[Items from a data source]

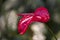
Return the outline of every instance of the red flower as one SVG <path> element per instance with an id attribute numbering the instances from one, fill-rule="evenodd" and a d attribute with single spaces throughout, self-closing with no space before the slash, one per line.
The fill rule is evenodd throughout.
<path id="1" fill-rule="evenodd" d="M 50 19 L 45 7 L 37 8 L 34 13 L 18 14 L 18 16 L 23 16 L 18 22 L 18 32 L 21 35 L 26 32 L 32 22 L 47 22 Z"/>

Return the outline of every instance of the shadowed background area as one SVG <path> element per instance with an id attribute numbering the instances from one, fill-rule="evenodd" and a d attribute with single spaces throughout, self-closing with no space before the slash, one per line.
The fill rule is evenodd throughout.
<path id="1" fill-rule="evenodd" d="M 49 22 L 45 23 L 46 40 L 55 40 L 49 27 L 60 40 L 60 0 L 0 0 L 0 40 L 32 40 L 33 31 L 29 28 L 24 35 L 17 32 L 19 13 L 31 13 L 44 6 L 50 13 Z"/>

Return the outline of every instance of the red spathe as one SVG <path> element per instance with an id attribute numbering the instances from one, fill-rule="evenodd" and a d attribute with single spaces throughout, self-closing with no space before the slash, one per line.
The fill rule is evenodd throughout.
<path id="1" fill-rule="evenodd" d="M 40 7 L 34 13 L 18 14 L 22 18 L 18 22 L 18 33 L 23 35 L 32 22 L 47 22 L 50 19 L 48 10 L 45 7 Z"/>

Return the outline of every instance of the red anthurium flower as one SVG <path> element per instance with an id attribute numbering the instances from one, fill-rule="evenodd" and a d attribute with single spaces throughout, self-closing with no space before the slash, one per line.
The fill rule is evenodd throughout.
<path id="1" fill-rule="evenodd" d="M 22 35 L 28 29 L 32 22 L 47 22 L 50 19 L 48 10 L 45 7 L 40 7 L 34 13 L 18 14 L 22 18 L 18 22 L 18 32 Z"/>

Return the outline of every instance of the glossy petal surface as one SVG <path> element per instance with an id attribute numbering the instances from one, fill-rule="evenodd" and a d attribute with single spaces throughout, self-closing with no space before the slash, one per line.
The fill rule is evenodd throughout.
<path id="1" fill-rule="evenodd" d="M 18 32 L 24 34 L 32 22 L 47 22 L 50 19 L 48 10 L 45 7 L 40 7 L 34 13 L 18 14 L 22 18 L 18 22 Z"/>

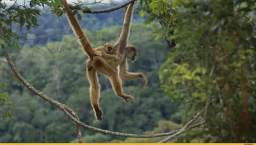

What to work on = Edit the entries above so that "one per line" reads "one per row" everywhere, keeping everything else the same. Leave the pictures out of your answer.

Output =
Return the outline of every instance of the red flower as one SVG <path> element per instance with an id attribute numbering the instances from one, fill-rule="evenodd" and a d attribute with single spaces throughout, self-closing with no space before the slash, one per row.
The fill rule is evenodd throughout.
<path id="1" fill-rule="evenodd" d="M 50 19 L 45 7 L 37 8 L 34 13 L 18 14 L 18 16 L 23 16 L 18 22 L 18 32 L 21 35 L 26 32 L 32 22 L 47 22 Z"/>

Return the outline of every instance of the shadowed background area as one SVG <path> element per instance with an id attribute numbering the instances from one, fill-rule="evenodd" and a d attribute with single spaces throughout, self-closing with no space before the slash, one per row.
The fill rule is evenodd throughout.
<path id="1" fill-rule="evenodd" d="M 49 22 L 45 23 L 46 40 L 55 40 L 49 27 L 60 40 L 60 0 L 0 0 L 0 40 L 32 40 L 33 31 L 29 28 L 24 35 L 17 32 L 19 13 L 31 13 L 44 6 L 50 13 Z"/>

Return the outline of every instance of the red spathe as one SVG <path> element per instance with an id attribute numbering the instances from one, fill-rule="evenodd" and a d attribute with single spaces throughout, self-closing with no space before the slash, one per row.
The fill rule is evenodd throughout.
<path id="1" fill-rule="evenodd" d="M 40 7 L 34 13 L 18 14 L 22 18 L 18 22 L 18 33 L 23 35 L 32 22 L 47 22 L 50 19 L 48 10 L 45 7 Z"/>

Return the outline of every instance of the red anthurium flower as one SVG <path> element per instance with an id attribute numbering the instances from one, fill-rule="evenodd" and a d attribute with single spaces throughout, self-closing with no space before the slash, one per row.
The fill rule is evenodd throughout.
<path id="1" fill-rule="evenodd" d="M 22 35 L 28 29 L 32 22 L 47 22 L 50 19 L 48 10 L 45 7 L 40 7 L 34 13 L 18 14 L 22 18 L 18 22 L 18 32 Z"/>

Return the outline of every instance of the glossy petal surface as one SVG <path> element per instance with an id attribute numbering the instances from one, fill-rule="evenodd" and a d attribute with single spaces throughout, self-closing with no space before the slash, one per row.
The fill rule is evenodd throughout.
<path id="1" fill-rule="evenodd" d="M 18 32 L 24 34 L 32 22 L 47 22 L 50 19 L 48 10 L 45 7 L 40 7 L 34 13 L 18 14 L 22 18 L 18 22 Z"/>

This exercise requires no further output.